REQUIRED WORK >>
Put the lines below into a Markdown table with two columns, Row and Line, giving each line a row number. Skip blank lines and leave the pictures out.

Labeled contour entries:
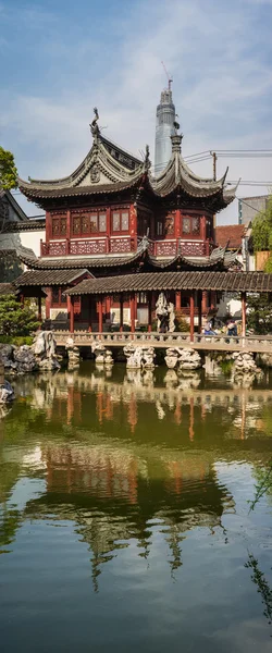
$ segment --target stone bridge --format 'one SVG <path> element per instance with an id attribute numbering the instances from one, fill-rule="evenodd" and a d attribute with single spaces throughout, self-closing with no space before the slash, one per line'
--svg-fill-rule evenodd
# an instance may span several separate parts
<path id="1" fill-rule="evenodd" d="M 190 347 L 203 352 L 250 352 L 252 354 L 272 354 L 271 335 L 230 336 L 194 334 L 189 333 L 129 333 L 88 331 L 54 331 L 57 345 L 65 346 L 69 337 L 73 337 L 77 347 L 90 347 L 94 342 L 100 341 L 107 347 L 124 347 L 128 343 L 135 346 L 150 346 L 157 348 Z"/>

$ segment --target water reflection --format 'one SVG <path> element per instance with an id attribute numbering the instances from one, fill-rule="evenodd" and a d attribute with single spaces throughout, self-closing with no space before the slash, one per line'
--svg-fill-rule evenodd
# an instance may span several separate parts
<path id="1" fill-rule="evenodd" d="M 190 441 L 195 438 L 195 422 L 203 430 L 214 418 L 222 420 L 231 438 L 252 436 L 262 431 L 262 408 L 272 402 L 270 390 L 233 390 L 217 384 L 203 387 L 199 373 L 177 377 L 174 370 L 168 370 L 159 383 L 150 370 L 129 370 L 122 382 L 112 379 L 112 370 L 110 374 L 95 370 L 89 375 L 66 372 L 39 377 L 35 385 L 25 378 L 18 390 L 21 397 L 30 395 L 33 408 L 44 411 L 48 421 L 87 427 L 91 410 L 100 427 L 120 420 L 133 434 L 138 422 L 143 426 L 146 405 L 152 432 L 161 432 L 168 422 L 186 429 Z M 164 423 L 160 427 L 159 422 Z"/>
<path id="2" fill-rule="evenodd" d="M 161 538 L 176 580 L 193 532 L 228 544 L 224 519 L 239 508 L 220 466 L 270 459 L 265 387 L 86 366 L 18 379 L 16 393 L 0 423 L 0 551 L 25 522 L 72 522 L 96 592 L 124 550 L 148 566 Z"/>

COMPLETED EXERCISE >>
| Row | Line |
|---|---|
| 1 | $ segment --target stone bridge --format 'one SVG <path> element per instance with an id attribute numbering the instances from one, fill-rule="evenodd" and a d attribute with single spaces throughout, self-closing with no space before the slash, one per line' |
| 2 | --svg-fill-rule evenodd |
| 3 | # an instance may span several separate parts |
| 4 | <path id="1" fill-rule="evenodd" d="M 190 347 L 203 352 L 250 352 L 252 354 L 272 354 L 271 335 L 230 336 L 194 334 L 189 333 L 129 333 L 88 331 L 54 331 L 57 345 L 65 346 L 69 337 L 73 337 L 77 347 L 90 347 L 94 342 L 100 341 L 107 347 L 124 347 L 128 343 L 135 346 L 150 346 L 157 348 Z"/> |
| 5 | $ segment --target water reflection --format 'one SVG <path> element per instance with an id attribute numbering the instances from one, fill-rule="evenodd" and a d attribute with single spaces throughout, self-closing with no space before the slash, one per line' |
| 6 | --svg-fill-rule evenodd |
| 7 | # an instance may span several separate parts |
| 8 | <path id="1" fill-rule="evenodd" d="M 190 441 L 195 438 L 195 422 L 203 430 L 214 418 L 222 420 L 231 438 L 252 436 L 262 431 L 262 408 L 272 402 L 270 390 L 233 390 L 217 384 L 203 387 L 199 373 L 177 377 L 174 370 L 168 370 L 159 383 L 150 370 L 129 370 L 122 382 L 112 379 L 112 370 L 110 374 L 95 370 L 89 375 L 66 372 L 39 377 L 35 385 L 25 378 L 18 390 L 21 397 L 30 395 L 33 408 L 44 411 L 48 421 L 87 427 L 91 410 L 100 427 L 120 420 L 133 434 L 138 422 L 143 426 L 146 405 L 152 432 L 161 432 L 168 422 L 186 429 Z M 164 423 L 160 427 L 159 422 Z"/> |
| 9 | <path id="2" fill-rule="evenodd" d="M 161 538 L 176 580 L 193 532 L 228 544 L 224 519 L 239 508 L 220 466 L 270 459 L 265 387 L 86 366 L 18 379 L 16 393 L 0 423 L 0 551 L 25 522 L 72 522 L 96 592 L 124 550 L 148 566 Z"/> |